▶ Exercise instructions
Among the entries below, which lines include the string "fish"? Show each one.

▶ Supplied entries

==============================

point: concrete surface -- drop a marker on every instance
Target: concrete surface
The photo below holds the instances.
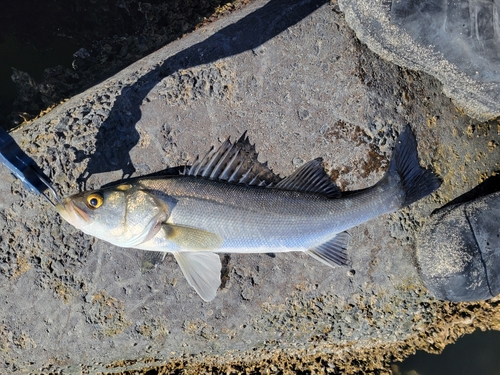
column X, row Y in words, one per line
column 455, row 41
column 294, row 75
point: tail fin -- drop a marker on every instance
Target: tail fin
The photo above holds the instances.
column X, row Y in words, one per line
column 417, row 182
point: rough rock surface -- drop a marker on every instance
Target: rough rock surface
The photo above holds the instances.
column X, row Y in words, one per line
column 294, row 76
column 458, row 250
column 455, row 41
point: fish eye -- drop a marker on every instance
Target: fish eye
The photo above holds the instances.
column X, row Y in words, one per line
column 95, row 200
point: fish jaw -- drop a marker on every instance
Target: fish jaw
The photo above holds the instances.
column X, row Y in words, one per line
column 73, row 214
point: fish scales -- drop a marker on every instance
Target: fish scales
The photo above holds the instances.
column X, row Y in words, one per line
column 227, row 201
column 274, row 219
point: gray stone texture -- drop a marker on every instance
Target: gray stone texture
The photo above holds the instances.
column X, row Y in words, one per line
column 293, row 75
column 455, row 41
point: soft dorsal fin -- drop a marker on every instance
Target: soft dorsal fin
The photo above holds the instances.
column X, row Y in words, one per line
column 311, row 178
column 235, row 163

==============================

▶ Reply to the task
point: fish eye -- drop a marker on every instance
Target: fish eye
point: fish jaw -- drop a marker on every instance
Target: fish jaw
point: fish scales -- drop a marker on every instance
Target: fish scales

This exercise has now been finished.